▶ _Available records_

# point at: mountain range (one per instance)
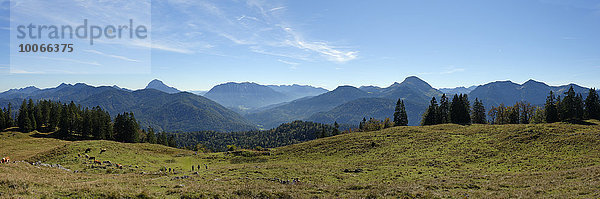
(159, 85)
(508, 93)
(348, 104)
(457, 90)
(246, 96)
(166, 108)
(153, 108)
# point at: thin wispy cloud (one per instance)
(257, 25)
(112, 56)
(451, 70)
(93, 63)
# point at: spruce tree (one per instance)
(336, 128)
(430, 116)
(2, 120)
(592, 105)
(551, 109)
(457, 110)
(9, 117)
(172, 142)
(397, 113)
(403, 116)
(23, 114)
(444, 110)
(151, 136)
(579, 107)
(570, 107)
(478, 113)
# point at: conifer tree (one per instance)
(430, 116)
(9, 117)
(2, 120)
(459, 110)
(387, 123)
(592, 105)
(151, 136)
(478, 113)
(539, 116)
(403, 118)
(397, 113)
(571, 107)
(444, 110)
(22, 116)
(172, 142)
(336, 128)
(551, 109)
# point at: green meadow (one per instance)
(556, 160)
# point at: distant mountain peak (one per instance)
(415, 81)
(345, 87)
(159, 85)
(533, 82)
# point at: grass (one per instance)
(443, 161)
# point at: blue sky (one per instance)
(197, 44)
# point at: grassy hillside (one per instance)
(479, 161)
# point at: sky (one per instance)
(197, 44)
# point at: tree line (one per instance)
(74, 122)
(457, 111)
(400, 119)
(571, 108)
(285, 134)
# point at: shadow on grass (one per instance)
(581, 122)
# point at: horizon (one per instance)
(328, 44)
(328, 89)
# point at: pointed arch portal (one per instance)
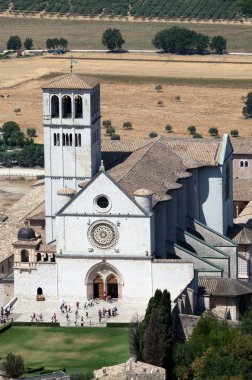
(103, 278)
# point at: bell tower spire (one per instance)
(72, 137)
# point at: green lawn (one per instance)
(75, 349)
(138, 35)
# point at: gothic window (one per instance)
(39, 291)
(55, 106)
(78, 107)
(66, 107)
(24, 256)
(227, 182)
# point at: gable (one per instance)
(92, 199)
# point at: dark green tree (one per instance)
(234, 132)
(112, 38)
(31, 132)
(107, 123)
(13, 365)
(191, 129)
(28, 43)
(14, 43)
(247, 109)
(218, 44)
(135, 335)
(63, 43)
(213, 131)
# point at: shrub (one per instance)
(13, 365)
(107, 123)
(127, 125)
(114, 136)
(152, 135)
(197, 136)
(234, 133)
(168, 128)
(110, 131)
(191, 129)
(213, 131)
(160, 103)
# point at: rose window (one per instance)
(103, 234)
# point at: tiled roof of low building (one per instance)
(242, 146)
(242, 189)
(155, 167)
(72, 81)
(29, 204)
(218, 286)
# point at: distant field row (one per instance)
(87, 34)
(202, 9)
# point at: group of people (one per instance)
(37, 317)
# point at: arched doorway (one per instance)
(112, 286)
(39, 292)
(98, 287)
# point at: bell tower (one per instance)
(72, 137)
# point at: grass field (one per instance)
(84, 34)
(75, 349)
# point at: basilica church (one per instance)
(123, 218)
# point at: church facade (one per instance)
(124, 218)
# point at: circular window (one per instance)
(103, 234)
(102, 203)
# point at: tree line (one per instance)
(18, 149)
(215, 350)
(178, 40)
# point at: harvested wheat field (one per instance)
(128, 93)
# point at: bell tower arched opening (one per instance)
(54, 106)
(78, 107)
(66, 107)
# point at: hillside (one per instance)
(164, 9)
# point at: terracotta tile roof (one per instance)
(242, 146)
(218, 286)
(27, 205)
(72, 81)
(242, 189)
(155, 167)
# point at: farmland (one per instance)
(210, 91)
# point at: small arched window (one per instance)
(55, 106)
(39, 291)
(78, 107)
(25, 256)
(66, 107)
(227, 190)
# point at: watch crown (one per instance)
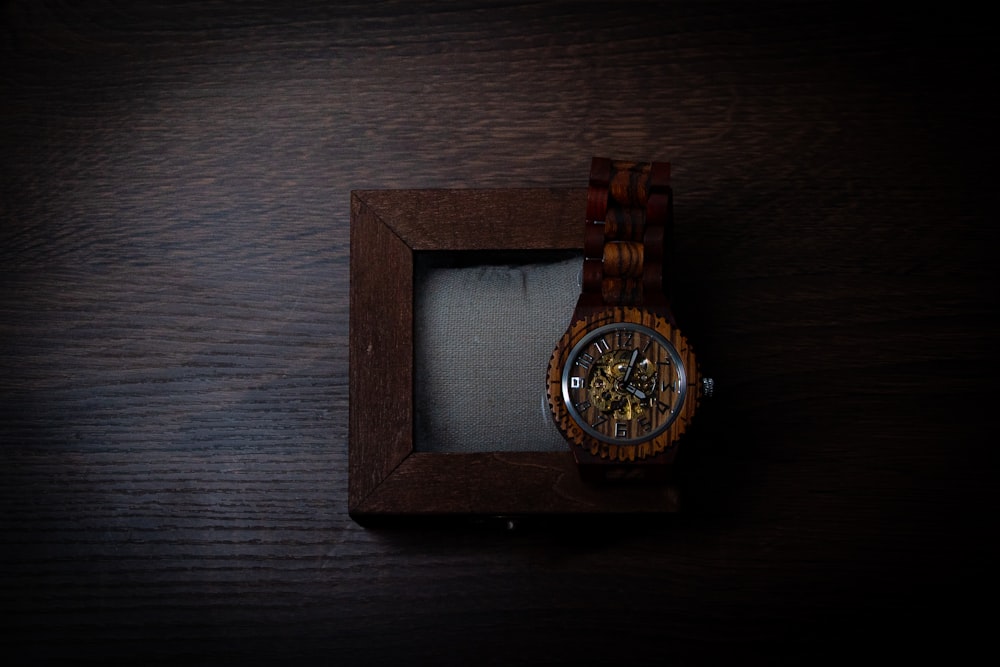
(707, 387)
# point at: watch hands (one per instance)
(631, 367)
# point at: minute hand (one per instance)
(631, 367)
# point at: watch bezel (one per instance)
(680, 381)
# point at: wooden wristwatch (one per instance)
(623, 383)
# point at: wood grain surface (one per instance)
(174, 255)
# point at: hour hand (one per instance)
(638, 393)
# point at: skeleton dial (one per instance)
(623, 383)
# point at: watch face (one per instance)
(623, 383)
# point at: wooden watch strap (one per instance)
(629, 218)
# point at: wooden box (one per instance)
(387, 477)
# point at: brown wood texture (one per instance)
(658, 451)
(382, 483)
(174, 326)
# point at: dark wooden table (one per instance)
(174, 212)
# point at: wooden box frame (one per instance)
(386, 477)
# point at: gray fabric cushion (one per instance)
(483, 338)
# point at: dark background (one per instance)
(174, 214)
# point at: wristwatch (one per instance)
(623, 383)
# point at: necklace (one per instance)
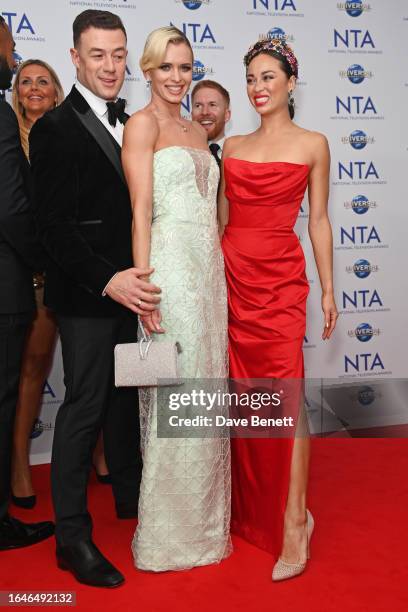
(183, 127)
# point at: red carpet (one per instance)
(359, 497)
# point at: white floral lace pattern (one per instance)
(184, 508)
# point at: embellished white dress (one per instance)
(184, 507)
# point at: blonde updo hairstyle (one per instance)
(156, 46)
(18, 107)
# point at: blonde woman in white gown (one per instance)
(184, 507)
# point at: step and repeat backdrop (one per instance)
(353, 87)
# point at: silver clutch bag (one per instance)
(146, 363)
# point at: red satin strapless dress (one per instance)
(267, 292)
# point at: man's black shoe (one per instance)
(88, 565)
(16, 534)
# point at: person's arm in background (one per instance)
(17, 223)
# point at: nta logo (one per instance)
(17, 23)
(193, 6)
(359, 234)
(353, 38)
(276, 5)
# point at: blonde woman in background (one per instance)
(36, 90)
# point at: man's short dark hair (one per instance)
(208, 84)
(102, 20)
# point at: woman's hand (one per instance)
(330, 314)
(151, 322)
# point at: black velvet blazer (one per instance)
(82, 208)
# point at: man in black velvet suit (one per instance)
(84, 218)
(18, 252)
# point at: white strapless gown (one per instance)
(184, 508)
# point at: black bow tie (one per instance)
(116, 111)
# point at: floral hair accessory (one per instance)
(276, 45)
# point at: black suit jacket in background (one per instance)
(20, 252)
(82, 207)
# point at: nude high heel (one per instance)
(283, 570)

▶ _What you will do_
From the first line to the last, transcribe the listing exactly; skip the pictures.

▶ _Answer for the task_
# point at: mountain range (one per instance)
(159, 85)
(508, 93)
(348, 104)
(457, 90)
(246, 96)
(166, 108)
(153, 108)
# point at: thin wispy cloud (one per instance)
(257, 25)
(112, 56)
(451, 70)
(93, 63)
# point at: spruce tree (one per instance)
(336, 128)
(430, 116)
(2, 120)
(592, 105)
(551, 109)
(457, 110)
(9, 117)
(172, 142)
(397, 113)
(403, 116)
(23, 114)
(444, 110)
(151, 136)
(579, 107)
(570, 107)
(478, 113)
# point at: conifer tree (one per instance)
(430, 116)
(9, 117)
(2, 120)
(459, 110)
(387, 123)
(592, 105)
(151, 136)
(478, 113)
(539, 116)
(403, 118)
(397, 113)
(571, 107)
(444, 110)
(22, 116)
(172, 142)
(336, 128)
(551, 109)
# point at: green meadow (one per instance)
(556, 160)
# point at: distant mountain peak (one per instance)
(415, 81)
(345, 87)
(159, 85)
(533, 82)
# point at: grass (one per instance)
(443, 161)
# point at: blue sky (one per instance)
(197, 44)
# point at: grassy hillside (one per instance)
(479, 161)
# point at: sky (one per instance)
(197, 44)
# point at: tree line (one per instance)
(74, 122)
(457, 111)
(400, 119)
(571, 108)
(285, 134)
# point at: shadow on grass (one per instance)
(581, 122)
# point at: horizon (one per instance)
(328, 44)
(328, 89)
# point at: pointed arch portal (one per instance)
(103, 278)
# point at: bell tower spire (one per instance)
(72, 137)
# point at: green lawn (one per instance)
(75, 349)
(138, 35)
# point at: gothic window (one per instance)
(39, 291)
(55, 106)
(78, 107)
(66, 107)
(24, 256)
(227, 182)
# point at: gable (one per instance)
(92, 199)
# point at: dark green tree (one per instance)
(234, 132)
(112, 38)
(31, 132)
(107, 123)
(13, 365)
(191, 129)
(28, 43)
(14, 43)
(247, 109)
(218, 44)
(135, 335)
(63, 43)
(213, 131)
# point at: shrub (one per instance)
(13, 365)
(107, 123)
(127, 125)
(114, 136)
(152, 135)
(197, 136)
(234, 133)
(168, 128)
(110, 131)
(191, 129)
(213, 131)
(160, 103)
# point at: rose window (one per instance)
(103, 234)
# point at: tiled roof of low building (one per instance)
(242, 146)
(242, 189)
(155, 167)
(72, 81)
(29, 204)
(218, 286)
# point at: distant field row (one per instance)
(87, 34)
(202, 9)
# point at: group of people (one per instance)
(37, 317)
# point at: arched doorway (one per instance)
(112, 286)
(39, 292)
(98, 287)
# point at: bell tower (one per instance)
(72, 137)
# point at: grass field (one per instance)
(84, 34)
(75, 349)
# point at: basilica church (one per instance)
(123, 218)
# point at: church facade (one per instance)
(124, 218)
# point at: circular window (one per instance)
(103, 234)
(102, 203)
# point at: tree line (one per instance)
(18, 149)
(215, 350)
(178, 40)
# point at: harvested wheat field (one per instance)
(128, 93)
# point at: bell tower arched opening (one per instance)
(54, 106)
(78, 107)
(66, 107)
# point at: hillside (one per instance)
(164, 9)
# point at: terracotta tile roof (one per instance)
(242, 146)
(218, 286)
(27, 205)
(72, 81)
(242, 189)
(155, 167)
# point at: farmland (one per instance)
(210, 91)
# point at: small arched window (one per instance)
(55, 106)
(39, 291)
(78, 107)
(25, 256)
(66, 107)
(227, 190)
# point at: watch crown (one per instance)
(707, 387)
# point at: watch hands (one per instance)
(631, 367)
# point at: minute hand (one per instance)
(631, 367)
# point at: watch bezel (one per instance)
(680, 381)
# point at: wooden wristwatch (one per instance)
(623, 383)
# point at: wood grain surface (one per instance)
(174, 255)
# point at: hour hand (one per instance)
(638, 393)
# point at: skeleton dial (one per instance)
(623, 383)
# point at: watch face (one per instance)
(623, 383)
# point at: wooden watch strap (one per instance)
(629, 218)
# point at: wooden box (one per instance)
(387, 477)
# point at: brown wood texture (one per instance)
(658, 451)
(382, 483)
(174, 326)
# point at: dark wooden table (one per instance)
(174, 212)
# point at: wooden box frame (one per instance)
(386, 477)
# point at: gray fabric cushion (one per instance)
(483, 338)
# point at: dark background (one per instance)
(174, 214)
# point at: wristwatch (one per instance)
(623, 383)
# point at: necklace (one per instance)
(183, 127)
# point at: red carpet (one per instance)
(359, 497)
# point at: white floral lace pattern (one per instance)
(184, 508)
# point at: embellished white dress (one per instance)
(184, 507)
# point at: blonde updo hairstyle (one per instance)
(156, 46)
(18, 107)
# point at: blonde woman in white gown (one per instance)
(184, 507)
# point at: step and repeat backdrop (one per instance)
(353, 87)
# point at: silver clutch bag (one per instance)
(146, 363)
# point at: red satin strapless dress (one per instance)
(267, 292)
# point at: man's black shoe (one per instance)
(88, 565)
(16, 534)
# point at: person's arm in background (one per instance)
(17, 223)
# point at: nta logo (one per instance)
(17, 23)
(193, 6)
(359, 234)
(353, 38)
(276, 5)
# point at: blonde woman in background (one per instance)
(36, 90)
# point at: man's short dark hair (one per instance)
(208, 84)
(102, 20)
# point at: woman's hand (one per instance)
(330, 314)
(151, 322)
# point at: black velvet blazer (one per instance)
(82, 208)
# point at: man in black velvet suit (one per instance)
(84, 218)
(18, 252)
# point at: white strapless gown (one per instance)
(184, 508)
# point at: black bow tie (one per instance)
(116, 111)
# point at: floral hair accessory (one per instance)
(276, 45)
# point at: black suit jacket in background (one per instance)
(20, 252)
(82, 207)
# point at: nude high heel (one per instance)
(283, 570)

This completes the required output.